_Records from a dataset_
* * *
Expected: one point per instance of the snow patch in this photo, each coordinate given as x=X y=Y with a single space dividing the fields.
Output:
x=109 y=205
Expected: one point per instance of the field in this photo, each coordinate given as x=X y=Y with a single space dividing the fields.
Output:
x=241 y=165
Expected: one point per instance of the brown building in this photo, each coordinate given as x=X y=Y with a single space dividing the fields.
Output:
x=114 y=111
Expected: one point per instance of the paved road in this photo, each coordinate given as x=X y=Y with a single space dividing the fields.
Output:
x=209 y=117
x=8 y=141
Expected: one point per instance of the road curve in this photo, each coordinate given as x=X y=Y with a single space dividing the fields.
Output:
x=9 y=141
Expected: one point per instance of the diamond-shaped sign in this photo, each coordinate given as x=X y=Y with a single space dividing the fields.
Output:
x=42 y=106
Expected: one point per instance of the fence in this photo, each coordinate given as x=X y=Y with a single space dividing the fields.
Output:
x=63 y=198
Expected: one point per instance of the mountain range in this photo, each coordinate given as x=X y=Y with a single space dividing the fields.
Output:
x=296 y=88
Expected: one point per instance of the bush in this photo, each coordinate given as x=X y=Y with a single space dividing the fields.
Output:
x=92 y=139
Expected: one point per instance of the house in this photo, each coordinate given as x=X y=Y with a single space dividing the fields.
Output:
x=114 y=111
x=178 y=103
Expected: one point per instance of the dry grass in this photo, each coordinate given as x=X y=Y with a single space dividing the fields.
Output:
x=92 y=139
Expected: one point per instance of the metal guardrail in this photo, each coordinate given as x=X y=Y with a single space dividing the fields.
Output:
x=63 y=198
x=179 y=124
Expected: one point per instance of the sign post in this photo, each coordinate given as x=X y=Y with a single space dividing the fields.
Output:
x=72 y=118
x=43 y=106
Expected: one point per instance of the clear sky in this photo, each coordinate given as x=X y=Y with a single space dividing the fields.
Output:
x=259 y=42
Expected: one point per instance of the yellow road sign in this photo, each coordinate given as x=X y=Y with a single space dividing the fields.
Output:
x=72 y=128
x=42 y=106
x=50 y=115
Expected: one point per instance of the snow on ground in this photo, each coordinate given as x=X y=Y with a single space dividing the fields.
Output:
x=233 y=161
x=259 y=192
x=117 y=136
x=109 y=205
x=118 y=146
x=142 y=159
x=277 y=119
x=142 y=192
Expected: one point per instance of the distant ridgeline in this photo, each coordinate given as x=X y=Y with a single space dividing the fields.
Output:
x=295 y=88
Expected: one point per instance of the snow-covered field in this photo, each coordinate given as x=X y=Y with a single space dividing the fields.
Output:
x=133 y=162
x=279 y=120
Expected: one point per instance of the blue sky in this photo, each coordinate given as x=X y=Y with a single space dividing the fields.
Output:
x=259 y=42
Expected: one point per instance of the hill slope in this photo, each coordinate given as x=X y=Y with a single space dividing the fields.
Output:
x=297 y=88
* * *
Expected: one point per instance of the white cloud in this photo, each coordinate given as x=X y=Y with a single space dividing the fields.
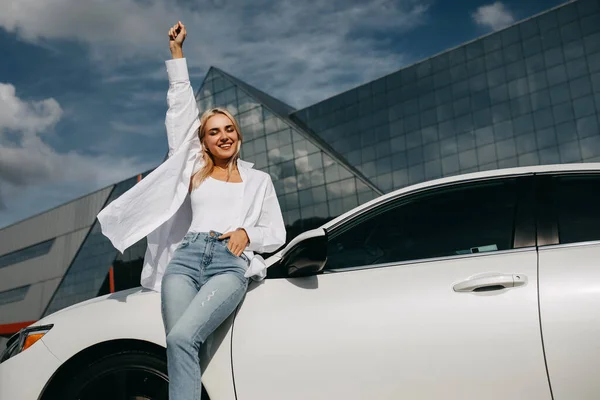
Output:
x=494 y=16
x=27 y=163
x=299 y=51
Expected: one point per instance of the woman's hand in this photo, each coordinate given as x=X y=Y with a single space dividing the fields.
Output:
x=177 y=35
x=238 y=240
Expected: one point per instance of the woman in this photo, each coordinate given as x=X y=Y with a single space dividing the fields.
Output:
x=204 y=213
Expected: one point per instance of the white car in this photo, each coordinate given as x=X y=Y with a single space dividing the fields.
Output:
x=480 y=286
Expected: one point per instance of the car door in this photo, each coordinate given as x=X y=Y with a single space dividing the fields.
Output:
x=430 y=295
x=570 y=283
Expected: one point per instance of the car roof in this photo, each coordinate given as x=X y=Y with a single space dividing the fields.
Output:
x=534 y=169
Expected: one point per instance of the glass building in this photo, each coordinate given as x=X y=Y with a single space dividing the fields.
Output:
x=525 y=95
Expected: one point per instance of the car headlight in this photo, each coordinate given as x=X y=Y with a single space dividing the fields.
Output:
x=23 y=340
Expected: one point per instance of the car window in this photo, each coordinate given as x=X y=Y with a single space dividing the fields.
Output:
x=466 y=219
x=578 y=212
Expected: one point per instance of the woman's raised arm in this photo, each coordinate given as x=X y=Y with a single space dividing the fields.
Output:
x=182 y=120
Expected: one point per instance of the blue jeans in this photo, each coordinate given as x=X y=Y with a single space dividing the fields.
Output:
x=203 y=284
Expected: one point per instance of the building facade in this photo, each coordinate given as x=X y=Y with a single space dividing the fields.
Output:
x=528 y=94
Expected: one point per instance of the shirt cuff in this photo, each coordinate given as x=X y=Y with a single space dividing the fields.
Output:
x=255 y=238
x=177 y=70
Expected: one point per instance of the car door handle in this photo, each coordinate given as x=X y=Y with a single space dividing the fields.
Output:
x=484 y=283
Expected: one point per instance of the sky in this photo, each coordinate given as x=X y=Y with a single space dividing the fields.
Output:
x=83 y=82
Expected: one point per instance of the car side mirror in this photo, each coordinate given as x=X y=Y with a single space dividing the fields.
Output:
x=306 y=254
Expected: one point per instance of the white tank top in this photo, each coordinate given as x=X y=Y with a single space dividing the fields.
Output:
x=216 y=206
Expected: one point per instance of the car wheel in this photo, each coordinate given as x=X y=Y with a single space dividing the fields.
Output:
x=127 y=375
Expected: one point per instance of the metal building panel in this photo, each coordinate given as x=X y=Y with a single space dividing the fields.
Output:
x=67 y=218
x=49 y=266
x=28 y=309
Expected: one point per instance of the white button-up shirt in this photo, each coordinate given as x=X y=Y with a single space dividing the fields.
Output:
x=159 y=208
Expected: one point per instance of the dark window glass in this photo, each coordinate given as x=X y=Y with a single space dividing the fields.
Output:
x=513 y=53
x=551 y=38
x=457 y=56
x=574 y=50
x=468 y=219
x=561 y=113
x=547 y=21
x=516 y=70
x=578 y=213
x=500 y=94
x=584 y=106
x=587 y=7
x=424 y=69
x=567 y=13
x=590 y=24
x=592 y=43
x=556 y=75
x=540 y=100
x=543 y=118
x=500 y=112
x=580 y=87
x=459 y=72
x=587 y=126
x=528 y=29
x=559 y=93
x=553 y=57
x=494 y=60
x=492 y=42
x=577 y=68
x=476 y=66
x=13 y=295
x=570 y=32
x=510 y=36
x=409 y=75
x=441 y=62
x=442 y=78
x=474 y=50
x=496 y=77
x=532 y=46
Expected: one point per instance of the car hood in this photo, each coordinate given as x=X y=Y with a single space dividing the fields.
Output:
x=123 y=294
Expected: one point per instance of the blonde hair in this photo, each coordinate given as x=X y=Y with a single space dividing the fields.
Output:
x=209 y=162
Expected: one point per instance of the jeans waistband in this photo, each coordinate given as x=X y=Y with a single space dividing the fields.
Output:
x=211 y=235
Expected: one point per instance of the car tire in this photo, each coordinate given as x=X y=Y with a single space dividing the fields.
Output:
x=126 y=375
* * *
_Task_
Begin at the line that has "Expected: one point per instance of the glass" and stop after the line that has "x=127 y=375". Write out only those lines again, swapping "Output" for "Result" and leaving everything else unchanged.

_Response for this exercise_
Expected: one point per instance of the glass building in this photo, each coordinate given as x=X y=Y with a single space dividing the fields.
Result:
x=525 y=95
Expected: one point per instance of the car headlight in this photo, each coordinate given as x=X y=Y with a single space dividing the fields.
Result:
x=23 y=340
Expected: one point per instance of the car window in this photo, each coordinate given as x=X y=Y with a single space dividing the fields.
Result:
x=466 y=219
x=578 y=212
Expected: one point per instance of the woman's raised arm in this photo, each coordinate given as x=X y=Y with a single space dividing the fields.
Result:
x=182 y=120
Expected: one point per instance of the blue jeans in this photo, each coordinate given as x=X y=Y with a single space dividing the fields.
Result:
x=203 y=284
Expected: one point per instance of the building facade in this photo, each coordinate given as x=X y=Y with a single space dividing the fields.
Result:
x=528 y=94
Expected: one point per instance of the shirt cuff in this photo, each coordinate given as x=X y=Y with a single space dividing the fields.
Result:
x=255 y=238
x=177 y=70
Expected: one point per instance of the car door handle in this photo, each coordinate given as x=X y=Y with a single space dividing the fields.
Result:
x=484 y=283
Expected: one point per instance of the sky in this photo, each coordinate given as x=X y=Y with a single space dividing the fields.
Result:
x=83 y=82
Expected: one point per instance of the car side mirror in this photo, each coordinate given as x=X y=Y with a single space dividing the fields.
Result:
x=306 y=254
Expected: one point per instance of the white tank top in this photo, each coordinate given as x=X y=Y with a single space dividing the fields.
Result:
x=216 y=206
Expected: one point per instance of the car wheel in this photo, each coordinate given as x=X y=Y with a single space dividing the fields.
Result:
x=127 y=375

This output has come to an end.